Find every line in the items below that contains the word "grassy" and copy each one out in full.

=======

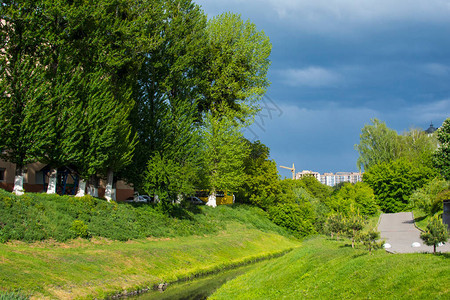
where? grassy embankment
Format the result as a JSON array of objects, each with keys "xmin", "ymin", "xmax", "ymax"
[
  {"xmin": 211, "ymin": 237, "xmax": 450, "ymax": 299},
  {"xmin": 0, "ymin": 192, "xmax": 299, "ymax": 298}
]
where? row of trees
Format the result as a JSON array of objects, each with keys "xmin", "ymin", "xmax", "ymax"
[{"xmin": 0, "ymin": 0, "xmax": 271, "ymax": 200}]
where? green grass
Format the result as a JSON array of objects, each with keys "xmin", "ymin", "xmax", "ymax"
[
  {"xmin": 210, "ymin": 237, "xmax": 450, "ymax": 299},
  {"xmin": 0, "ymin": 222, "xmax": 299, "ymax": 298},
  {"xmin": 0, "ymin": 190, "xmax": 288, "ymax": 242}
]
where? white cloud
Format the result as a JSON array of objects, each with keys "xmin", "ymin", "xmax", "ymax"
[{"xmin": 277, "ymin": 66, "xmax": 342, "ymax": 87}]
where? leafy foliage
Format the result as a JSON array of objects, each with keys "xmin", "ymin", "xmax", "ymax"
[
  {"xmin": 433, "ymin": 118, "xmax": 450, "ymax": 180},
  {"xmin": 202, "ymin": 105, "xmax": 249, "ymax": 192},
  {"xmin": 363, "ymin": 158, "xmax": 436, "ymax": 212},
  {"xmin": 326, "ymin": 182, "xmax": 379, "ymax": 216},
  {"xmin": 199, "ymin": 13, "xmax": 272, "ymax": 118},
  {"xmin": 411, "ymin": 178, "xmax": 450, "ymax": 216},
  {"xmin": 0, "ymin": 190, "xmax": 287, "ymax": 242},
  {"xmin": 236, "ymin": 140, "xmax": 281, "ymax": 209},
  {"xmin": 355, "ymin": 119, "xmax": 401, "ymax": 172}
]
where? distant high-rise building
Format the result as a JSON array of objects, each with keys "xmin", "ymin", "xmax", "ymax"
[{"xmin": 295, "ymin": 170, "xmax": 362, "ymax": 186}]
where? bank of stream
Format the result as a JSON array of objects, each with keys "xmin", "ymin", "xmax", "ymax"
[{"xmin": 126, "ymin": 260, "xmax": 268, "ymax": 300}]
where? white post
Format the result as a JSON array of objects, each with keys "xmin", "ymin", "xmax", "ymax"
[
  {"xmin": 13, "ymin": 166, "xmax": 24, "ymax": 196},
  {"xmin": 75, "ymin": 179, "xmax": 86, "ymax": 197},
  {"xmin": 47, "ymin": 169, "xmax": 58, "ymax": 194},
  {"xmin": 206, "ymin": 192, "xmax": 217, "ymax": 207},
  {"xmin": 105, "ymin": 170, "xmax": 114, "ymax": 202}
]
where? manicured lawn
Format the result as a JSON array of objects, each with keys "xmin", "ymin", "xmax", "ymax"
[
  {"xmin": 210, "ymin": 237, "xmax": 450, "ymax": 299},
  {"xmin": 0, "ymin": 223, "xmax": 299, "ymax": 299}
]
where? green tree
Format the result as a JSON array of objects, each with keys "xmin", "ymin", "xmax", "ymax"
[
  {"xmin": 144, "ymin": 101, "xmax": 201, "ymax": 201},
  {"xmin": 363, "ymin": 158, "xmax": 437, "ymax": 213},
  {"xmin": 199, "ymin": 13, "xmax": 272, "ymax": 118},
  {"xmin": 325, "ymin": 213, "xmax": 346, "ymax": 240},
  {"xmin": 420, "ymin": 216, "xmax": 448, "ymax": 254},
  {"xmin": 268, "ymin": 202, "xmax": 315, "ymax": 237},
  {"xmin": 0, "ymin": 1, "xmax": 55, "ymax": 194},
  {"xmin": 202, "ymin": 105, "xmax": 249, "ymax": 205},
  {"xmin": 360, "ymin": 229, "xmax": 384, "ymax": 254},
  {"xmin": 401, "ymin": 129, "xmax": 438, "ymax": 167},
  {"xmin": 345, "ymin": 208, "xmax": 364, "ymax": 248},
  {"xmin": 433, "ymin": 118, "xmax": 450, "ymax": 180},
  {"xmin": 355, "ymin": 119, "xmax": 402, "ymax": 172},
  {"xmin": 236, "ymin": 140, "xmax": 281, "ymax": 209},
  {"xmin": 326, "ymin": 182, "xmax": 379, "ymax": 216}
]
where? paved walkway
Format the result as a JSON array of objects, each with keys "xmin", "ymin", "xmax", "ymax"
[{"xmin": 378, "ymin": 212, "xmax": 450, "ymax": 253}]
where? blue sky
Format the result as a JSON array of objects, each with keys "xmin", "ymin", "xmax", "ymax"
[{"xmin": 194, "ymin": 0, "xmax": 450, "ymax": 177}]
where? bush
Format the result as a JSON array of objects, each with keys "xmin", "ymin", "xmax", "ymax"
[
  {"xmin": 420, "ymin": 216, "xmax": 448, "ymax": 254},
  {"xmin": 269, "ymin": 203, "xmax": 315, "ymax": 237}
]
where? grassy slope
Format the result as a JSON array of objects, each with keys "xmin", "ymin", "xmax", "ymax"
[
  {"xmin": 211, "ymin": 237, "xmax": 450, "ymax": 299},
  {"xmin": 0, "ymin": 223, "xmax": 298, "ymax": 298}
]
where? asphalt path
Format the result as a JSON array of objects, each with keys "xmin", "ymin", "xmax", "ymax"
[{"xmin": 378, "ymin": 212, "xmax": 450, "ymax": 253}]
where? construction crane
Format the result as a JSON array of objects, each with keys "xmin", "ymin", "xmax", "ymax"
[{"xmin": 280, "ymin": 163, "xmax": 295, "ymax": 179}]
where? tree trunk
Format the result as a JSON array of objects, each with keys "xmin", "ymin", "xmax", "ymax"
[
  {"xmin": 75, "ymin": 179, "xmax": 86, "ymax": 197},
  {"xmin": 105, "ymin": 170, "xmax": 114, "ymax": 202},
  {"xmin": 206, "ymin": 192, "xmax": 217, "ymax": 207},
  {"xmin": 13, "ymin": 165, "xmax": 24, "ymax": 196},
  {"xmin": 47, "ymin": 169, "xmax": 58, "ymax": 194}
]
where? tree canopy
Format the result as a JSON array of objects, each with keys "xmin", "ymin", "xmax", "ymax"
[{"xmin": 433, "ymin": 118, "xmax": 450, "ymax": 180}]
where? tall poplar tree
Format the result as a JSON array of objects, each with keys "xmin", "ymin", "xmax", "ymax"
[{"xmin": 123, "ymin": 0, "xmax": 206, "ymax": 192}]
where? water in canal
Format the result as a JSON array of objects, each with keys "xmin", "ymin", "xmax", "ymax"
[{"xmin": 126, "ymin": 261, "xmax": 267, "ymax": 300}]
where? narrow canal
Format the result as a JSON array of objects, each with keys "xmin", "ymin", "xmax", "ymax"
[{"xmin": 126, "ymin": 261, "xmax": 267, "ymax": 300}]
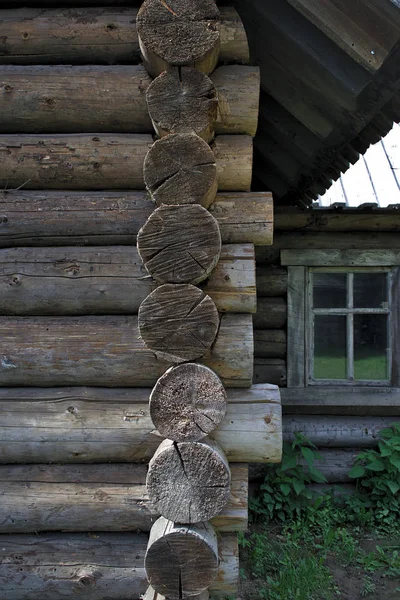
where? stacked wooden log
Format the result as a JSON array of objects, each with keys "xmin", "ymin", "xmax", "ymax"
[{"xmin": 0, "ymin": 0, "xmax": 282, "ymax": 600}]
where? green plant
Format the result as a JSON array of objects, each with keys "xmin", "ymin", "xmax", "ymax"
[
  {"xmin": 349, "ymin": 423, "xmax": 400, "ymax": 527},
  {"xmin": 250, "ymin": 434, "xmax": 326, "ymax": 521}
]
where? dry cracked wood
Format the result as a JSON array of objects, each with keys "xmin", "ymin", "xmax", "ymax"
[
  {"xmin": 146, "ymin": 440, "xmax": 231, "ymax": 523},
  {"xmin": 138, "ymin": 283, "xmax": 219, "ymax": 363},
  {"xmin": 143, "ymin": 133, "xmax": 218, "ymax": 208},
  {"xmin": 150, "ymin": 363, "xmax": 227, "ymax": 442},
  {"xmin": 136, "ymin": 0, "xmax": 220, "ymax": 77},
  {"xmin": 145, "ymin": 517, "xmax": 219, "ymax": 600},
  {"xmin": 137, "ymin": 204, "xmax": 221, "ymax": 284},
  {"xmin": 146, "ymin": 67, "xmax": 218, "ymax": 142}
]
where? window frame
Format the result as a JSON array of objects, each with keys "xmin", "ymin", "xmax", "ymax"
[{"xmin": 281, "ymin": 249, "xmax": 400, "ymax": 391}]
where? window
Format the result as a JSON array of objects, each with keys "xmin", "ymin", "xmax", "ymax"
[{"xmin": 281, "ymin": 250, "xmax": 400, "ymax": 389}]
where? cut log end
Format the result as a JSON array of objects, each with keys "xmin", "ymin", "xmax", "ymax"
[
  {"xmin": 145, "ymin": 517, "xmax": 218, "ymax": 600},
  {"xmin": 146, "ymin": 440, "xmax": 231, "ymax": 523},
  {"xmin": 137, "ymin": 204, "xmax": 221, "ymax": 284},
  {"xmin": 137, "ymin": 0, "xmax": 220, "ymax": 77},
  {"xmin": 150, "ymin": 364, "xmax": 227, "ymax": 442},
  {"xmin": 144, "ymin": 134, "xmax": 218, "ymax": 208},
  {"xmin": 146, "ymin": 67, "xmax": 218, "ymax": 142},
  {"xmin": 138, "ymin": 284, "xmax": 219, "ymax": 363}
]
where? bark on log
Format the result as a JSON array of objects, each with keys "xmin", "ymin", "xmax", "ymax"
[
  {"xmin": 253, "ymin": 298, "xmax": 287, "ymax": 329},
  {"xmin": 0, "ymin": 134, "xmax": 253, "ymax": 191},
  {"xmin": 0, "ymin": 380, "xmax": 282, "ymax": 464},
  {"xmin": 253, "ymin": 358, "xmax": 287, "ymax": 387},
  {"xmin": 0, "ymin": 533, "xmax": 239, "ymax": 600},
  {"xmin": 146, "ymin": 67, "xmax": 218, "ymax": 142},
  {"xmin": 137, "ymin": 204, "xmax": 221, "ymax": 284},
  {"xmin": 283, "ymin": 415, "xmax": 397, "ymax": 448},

=======

— THE REPLY —
where? grassy embankment
where? grassy slope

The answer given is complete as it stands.